• _What to do_: Here is a listing; restate all of it exactly.

* * * * * * *

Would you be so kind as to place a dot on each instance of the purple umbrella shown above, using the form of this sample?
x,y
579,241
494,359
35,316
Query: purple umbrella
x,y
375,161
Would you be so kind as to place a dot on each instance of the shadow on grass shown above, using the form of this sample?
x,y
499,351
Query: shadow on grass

* * * * * * *

• _Task output_:
Would you be so kind as to place a dot on each instance of the purple umbrella shown above, using the form of this sample?
x,y
579,241
494,359
35,316
Query: purple umbrella
x,y
375,161
Would you be so kind as to place a dot on each instance of the shadow on grass shown above, using the form of this sample?
x,y
499,351
Query: shadow on grass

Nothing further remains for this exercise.